TEXT

*** Block opens ***

News: Debt ceiling: What’s next for the US debt limit

 

 

US lawmakers have temporarily put off a dangerous game of brinkmanship over lifting the debt ceiling – a limit on how much the US government can borrow.

Treasury Secretary Janet Yellen had warned Congress that the country would reach its ceiling by 18 October.

Republicans dared Democrats to resolve the conflict alone. Democrats called that move reckless. The showdown prompted fears of a default on the national debt.

But with the deadline only days away, Congress has voted to extend the debt limit through early December, putting off the drama for a few weeks.

Default is still unlikely and has never happened in US history but if it did, it would have catastrophic implications for the US and the global economy.

Impasses over the debt ceiling are not new in Washington politics, but amid a sluggish economic recovery from the ongoing Covid-19 pandemic, there were some jitters in financial markets.

*** Block closes ***

SUPPLIED ENTRIES
*** Block opens ***

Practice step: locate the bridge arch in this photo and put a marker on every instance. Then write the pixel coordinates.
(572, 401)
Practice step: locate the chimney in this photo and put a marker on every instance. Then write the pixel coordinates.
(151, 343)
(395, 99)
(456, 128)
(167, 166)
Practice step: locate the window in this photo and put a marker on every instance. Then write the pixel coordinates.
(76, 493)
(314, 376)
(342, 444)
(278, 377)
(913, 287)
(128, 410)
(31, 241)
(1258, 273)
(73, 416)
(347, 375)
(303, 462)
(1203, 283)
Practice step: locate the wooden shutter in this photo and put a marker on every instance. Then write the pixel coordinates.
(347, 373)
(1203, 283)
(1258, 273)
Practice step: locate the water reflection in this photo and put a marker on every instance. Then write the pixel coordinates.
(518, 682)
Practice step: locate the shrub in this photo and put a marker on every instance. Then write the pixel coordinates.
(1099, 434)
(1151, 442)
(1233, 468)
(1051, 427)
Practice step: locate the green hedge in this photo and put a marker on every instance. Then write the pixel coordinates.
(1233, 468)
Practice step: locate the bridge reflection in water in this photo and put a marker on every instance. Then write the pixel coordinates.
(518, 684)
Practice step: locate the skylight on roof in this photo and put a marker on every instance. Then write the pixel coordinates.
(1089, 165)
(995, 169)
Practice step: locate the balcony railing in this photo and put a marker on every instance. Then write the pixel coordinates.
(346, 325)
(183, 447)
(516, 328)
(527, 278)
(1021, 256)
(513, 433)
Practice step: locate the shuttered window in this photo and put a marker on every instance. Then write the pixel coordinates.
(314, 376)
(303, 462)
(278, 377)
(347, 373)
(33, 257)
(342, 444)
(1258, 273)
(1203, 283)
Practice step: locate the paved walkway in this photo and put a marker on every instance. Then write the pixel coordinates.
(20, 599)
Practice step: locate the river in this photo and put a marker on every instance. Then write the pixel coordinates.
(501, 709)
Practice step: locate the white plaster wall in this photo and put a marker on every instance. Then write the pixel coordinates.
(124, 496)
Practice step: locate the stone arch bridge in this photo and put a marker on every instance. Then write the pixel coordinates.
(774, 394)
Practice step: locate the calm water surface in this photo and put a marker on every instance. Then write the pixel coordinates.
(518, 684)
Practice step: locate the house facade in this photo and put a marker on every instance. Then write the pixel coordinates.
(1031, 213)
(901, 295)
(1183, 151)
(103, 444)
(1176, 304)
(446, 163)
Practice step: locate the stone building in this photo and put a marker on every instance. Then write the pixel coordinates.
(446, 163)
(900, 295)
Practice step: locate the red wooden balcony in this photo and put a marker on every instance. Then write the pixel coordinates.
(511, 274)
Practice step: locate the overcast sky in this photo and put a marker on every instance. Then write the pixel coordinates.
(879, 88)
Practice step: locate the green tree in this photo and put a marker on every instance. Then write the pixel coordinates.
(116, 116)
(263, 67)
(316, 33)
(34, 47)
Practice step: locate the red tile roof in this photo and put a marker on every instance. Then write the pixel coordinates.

*** Block closes ***

TASK INSTRUCTIONS
Reproduce the passage of the debt ceiling article between "US lawmakers have" and "the global economy.", inclusive. The records play no part in what comes next.

TASK SOLUTION
US lawmakers have temporarily put off a dangerous game of brinkmanship over lifting the debt ceiling – a limit on how much the US government can borrow.

Treasury Secretary Janet Yellen had warned Congress that the country would reach its ceiling by 18 October.

Republicans dared Democrats to resolve the conflict alone. Democrats called that move reckless. The showdown prompted fears of a default on the national debt.

But with the deadline only days away, Congress has voted to extend the debt limit through early December, putting off the drama for a few weeks.

Default is still unlikely and has never happened in US history but if it did, it would have catastrophic implications for the US and the global economy.